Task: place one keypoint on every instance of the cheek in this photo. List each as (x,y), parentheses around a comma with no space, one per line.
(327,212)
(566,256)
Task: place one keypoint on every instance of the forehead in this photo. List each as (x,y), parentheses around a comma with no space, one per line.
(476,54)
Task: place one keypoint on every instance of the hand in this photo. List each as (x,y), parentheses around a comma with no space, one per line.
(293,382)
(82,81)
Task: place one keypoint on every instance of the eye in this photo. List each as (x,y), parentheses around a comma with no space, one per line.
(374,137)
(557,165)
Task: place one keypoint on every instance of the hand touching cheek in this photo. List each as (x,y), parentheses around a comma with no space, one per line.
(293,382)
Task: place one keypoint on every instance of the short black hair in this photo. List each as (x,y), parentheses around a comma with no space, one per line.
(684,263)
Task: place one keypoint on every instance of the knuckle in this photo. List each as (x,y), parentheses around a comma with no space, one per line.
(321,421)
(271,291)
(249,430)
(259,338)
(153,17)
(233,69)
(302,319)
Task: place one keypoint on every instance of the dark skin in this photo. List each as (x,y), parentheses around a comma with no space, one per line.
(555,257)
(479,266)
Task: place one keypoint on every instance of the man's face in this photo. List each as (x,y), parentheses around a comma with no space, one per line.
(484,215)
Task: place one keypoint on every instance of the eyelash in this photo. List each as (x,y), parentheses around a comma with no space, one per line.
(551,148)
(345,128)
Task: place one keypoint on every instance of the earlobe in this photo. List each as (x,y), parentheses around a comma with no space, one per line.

+ + + +

What you need to do: Repeat the full set of records exactly.

Answer to this problem:
Task: place one keypoint on every instance of the cheek in this photo. List each as (x,y), parentheses around a comma with no space, one per line.
(327,212)
(566,256)
Task: place one keypoint on every instance of the forehead in this photo. List each as (x,y), parentheses around a comma with no space, one per line.
(476,54)
Task: place one keypoint on every instance of the hand in this photo. List each as (x,y), parentheses around a comma with no space, one per line.
(293,382)
(82,81)
Task: place one keypoint on every instance of the eye in this photo. List each as (x,y), parentheses around a comma with no space, one per line.
(374,137)
(557,165)
Task: place one keypoint on every instance of the hand touching cheek in this photo. List each as (x,y), parentheses around a comma with no space, one per line.
(293,382)
Task: place one keypoint on every instance of the short black hair in this photo. List each as (x,y), parentheses around a comma with no space, one per line.
(684,263)
Task: place one keypoint on every instance of the knuckle in this photo. List each as (x,y), parentheses around a comma with no space, one per line.
(321,421)
(271,291)
(249,430)
(259,338)
(153,17)
(233,69)
(302,319)
Task: place one keypoint on every instance of the dark skin in this photo. List each as (x,y), parentheses around a comma with no space, one per line.
(555,257)
(479,266)
Task: place one keypoint on every instance of the man's face in this photo. List each as (x,y), parentheses around a comma with no space, one per line.
(484,215)
Task: place one keypoint on every instance of the eyelash in this photo. List each as (x,y), parentheses around a comma with no space, one per line.
(551,148)
(345,128)
Task: place one keypoint on every instance of the earlobe in this photo. List each as (x,y), parentheses around a comma with no space, one per line.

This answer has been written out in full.